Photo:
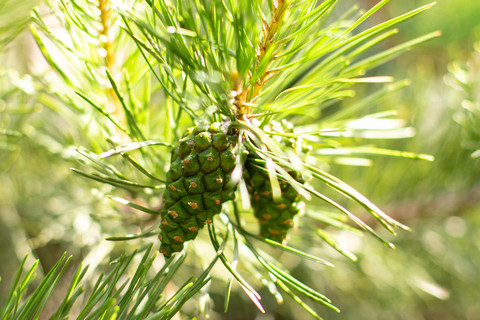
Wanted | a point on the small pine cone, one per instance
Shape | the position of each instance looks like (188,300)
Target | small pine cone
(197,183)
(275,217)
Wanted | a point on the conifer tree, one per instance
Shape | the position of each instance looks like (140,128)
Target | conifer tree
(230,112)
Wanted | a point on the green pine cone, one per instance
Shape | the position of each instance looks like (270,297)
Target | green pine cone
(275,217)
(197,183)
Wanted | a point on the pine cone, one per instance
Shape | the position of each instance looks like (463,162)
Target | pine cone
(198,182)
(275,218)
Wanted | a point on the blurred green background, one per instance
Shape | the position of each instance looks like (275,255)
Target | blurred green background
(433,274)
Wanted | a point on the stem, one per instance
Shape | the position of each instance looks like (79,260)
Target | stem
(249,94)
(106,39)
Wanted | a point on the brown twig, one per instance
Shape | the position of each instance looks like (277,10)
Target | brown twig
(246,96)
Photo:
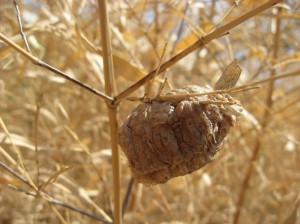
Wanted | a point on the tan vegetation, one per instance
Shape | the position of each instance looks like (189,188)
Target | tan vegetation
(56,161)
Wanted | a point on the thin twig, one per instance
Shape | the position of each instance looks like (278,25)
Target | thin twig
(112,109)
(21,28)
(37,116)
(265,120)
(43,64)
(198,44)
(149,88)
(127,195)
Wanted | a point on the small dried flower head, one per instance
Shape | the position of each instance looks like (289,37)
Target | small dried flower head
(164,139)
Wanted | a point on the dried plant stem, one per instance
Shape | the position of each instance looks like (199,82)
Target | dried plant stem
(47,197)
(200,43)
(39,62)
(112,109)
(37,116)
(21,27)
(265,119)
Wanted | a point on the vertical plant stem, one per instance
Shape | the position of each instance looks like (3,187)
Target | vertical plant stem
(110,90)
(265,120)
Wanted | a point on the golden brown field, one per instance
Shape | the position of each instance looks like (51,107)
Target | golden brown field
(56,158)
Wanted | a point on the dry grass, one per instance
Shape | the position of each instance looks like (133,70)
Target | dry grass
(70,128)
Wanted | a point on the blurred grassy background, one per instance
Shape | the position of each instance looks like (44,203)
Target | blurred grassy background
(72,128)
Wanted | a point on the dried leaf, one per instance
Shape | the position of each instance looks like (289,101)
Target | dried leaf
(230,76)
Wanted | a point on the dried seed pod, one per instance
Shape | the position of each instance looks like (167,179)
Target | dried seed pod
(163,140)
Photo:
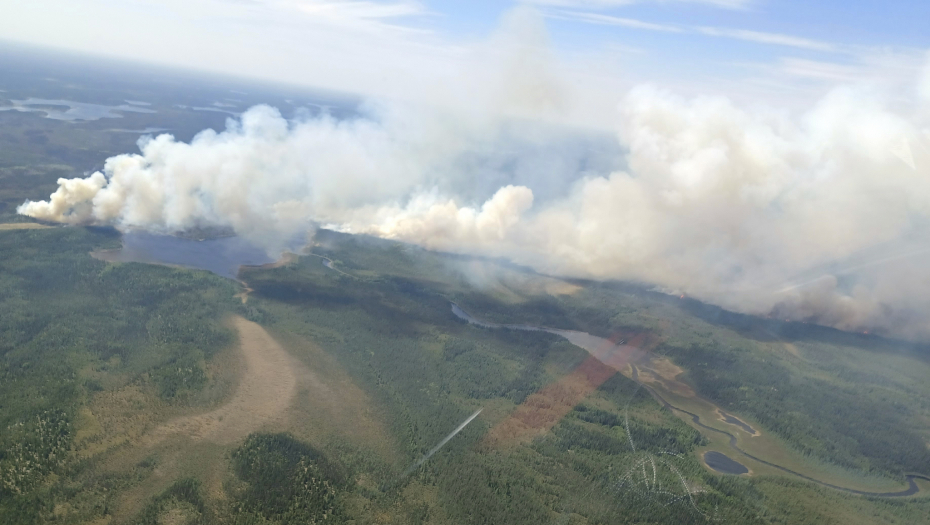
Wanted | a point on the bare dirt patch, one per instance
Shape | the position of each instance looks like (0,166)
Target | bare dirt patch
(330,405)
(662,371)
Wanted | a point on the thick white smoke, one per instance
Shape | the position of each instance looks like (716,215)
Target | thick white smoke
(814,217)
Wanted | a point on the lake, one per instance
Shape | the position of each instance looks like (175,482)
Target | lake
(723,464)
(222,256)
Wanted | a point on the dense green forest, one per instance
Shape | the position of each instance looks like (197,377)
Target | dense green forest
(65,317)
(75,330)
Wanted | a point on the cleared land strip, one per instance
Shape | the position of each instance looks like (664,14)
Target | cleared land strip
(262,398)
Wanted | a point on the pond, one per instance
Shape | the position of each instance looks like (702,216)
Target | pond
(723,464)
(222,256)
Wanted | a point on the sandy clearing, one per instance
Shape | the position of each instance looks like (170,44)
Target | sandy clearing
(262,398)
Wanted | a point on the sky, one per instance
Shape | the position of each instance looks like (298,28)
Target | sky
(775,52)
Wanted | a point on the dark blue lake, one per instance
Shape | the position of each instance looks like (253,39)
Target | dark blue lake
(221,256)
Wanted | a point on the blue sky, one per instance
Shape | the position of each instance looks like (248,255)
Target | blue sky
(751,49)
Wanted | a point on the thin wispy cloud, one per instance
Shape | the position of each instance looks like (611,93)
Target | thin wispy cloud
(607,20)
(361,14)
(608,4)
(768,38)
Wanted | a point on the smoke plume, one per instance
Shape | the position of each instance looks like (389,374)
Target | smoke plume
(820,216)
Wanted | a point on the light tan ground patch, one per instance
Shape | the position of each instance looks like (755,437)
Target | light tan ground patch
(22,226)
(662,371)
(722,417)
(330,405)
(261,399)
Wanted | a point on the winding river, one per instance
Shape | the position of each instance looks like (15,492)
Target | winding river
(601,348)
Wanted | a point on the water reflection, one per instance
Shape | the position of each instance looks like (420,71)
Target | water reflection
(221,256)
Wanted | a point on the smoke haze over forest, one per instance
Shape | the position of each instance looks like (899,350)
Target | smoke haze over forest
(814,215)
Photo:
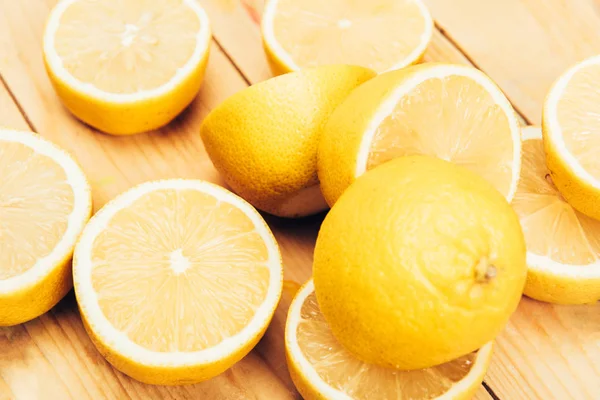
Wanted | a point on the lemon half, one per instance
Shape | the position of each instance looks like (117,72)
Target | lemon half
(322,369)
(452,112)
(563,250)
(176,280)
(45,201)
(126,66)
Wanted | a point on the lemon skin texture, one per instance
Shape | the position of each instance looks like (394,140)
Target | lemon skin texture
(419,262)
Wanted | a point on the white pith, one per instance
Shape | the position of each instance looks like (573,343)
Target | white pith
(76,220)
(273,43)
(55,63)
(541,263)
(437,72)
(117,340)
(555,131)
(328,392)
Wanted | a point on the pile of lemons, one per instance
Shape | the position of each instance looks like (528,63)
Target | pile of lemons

==

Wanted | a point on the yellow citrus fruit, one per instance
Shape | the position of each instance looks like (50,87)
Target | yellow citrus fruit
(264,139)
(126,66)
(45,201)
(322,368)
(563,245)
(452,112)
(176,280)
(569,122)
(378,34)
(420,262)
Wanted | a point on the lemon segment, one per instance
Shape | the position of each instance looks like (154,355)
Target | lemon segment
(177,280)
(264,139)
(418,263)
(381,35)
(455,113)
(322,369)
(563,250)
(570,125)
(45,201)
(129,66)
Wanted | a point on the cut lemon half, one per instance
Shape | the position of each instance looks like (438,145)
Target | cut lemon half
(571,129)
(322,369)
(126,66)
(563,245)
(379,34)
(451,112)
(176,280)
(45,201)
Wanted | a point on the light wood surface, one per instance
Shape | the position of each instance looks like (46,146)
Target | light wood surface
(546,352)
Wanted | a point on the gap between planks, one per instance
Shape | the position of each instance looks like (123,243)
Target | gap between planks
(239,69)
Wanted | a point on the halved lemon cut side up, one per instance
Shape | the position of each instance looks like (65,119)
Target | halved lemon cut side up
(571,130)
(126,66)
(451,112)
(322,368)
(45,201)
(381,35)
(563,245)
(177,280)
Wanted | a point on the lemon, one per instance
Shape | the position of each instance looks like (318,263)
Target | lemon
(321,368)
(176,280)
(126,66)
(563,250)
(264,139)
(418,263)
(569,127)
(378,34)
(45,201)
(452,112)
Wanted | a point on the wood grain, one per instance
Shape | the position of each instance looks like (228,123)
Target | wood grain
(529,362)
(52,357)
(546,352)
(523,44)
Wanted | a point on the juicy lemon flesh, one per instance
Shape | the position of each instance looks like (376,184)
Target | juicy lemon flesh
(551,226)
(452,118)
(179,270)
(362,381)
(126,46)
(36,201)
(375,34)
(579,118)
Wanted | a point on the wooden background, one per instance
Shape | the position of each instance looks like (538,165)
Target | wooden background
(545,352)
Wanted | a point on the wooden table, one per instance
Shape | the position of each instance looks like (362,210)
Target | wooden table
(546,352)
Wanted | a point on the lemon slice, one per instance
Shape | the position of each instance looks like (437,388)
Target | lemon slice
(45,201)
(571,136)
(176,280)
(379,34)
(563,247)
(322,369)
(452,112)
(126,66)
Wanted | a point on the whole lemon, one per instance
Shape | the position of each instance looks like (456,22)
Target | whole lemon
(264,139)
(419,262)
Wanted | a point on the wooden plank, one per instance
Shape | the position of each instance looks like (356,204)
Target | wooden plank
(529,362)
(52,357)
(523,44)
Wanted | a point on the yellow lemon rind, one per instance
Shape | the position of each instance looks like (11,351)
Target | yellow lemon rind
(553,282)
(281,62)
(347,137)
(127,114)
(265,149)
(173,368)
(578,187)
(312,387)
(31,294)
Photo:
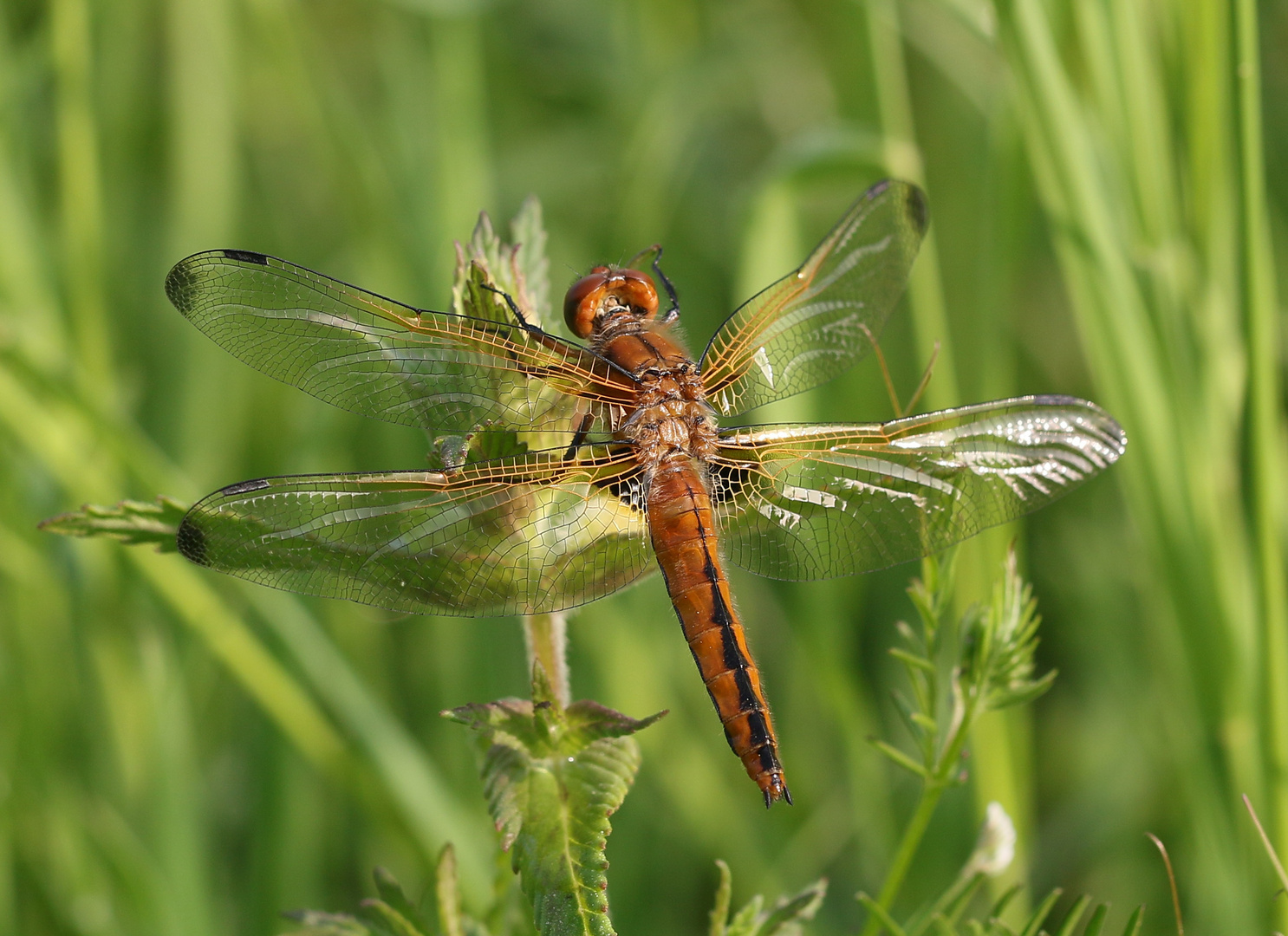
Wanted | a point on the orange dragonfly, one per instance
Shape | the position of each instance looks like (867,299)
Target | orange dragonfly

## Problem to work on
All lines above from the line with "Wanted | a point on the smoke plume, one" through the line with "Shape | the position of each instance looks like (755,437)", both included, are to be set down exactly, with nothing else.

## The completed task
Wanted | a point on the smoke plume, one per instance
Shape | the position of each instance looks like (389,374)
Target | smoke plume
(820,216)
Wanted | a point on the light tan ground patch, one per instance
Shape | the position of each instance looks like (755,437)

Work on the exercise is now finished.